--- START ---

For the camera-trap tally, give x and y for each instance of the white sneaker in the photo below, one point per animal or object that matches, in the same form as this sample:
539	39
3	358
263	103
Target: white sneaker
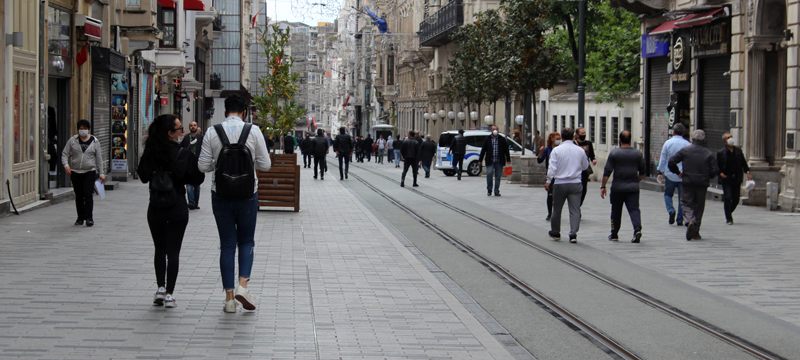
230	306
158	298
243	296
169	301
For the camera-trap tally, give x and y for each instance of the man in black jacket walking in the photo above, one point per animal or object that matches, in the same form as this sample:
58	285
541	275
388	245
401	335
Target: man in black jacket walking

--- END ---

What is expected: Copy all the lines above that hold the string "jacket".

Expected output:
For the camera-trap tally, give x and y for each instance of the man in black jacket walking in the photo above, one point per animal or object that matches, in the same form as this sample:
Target: man in black jacket walking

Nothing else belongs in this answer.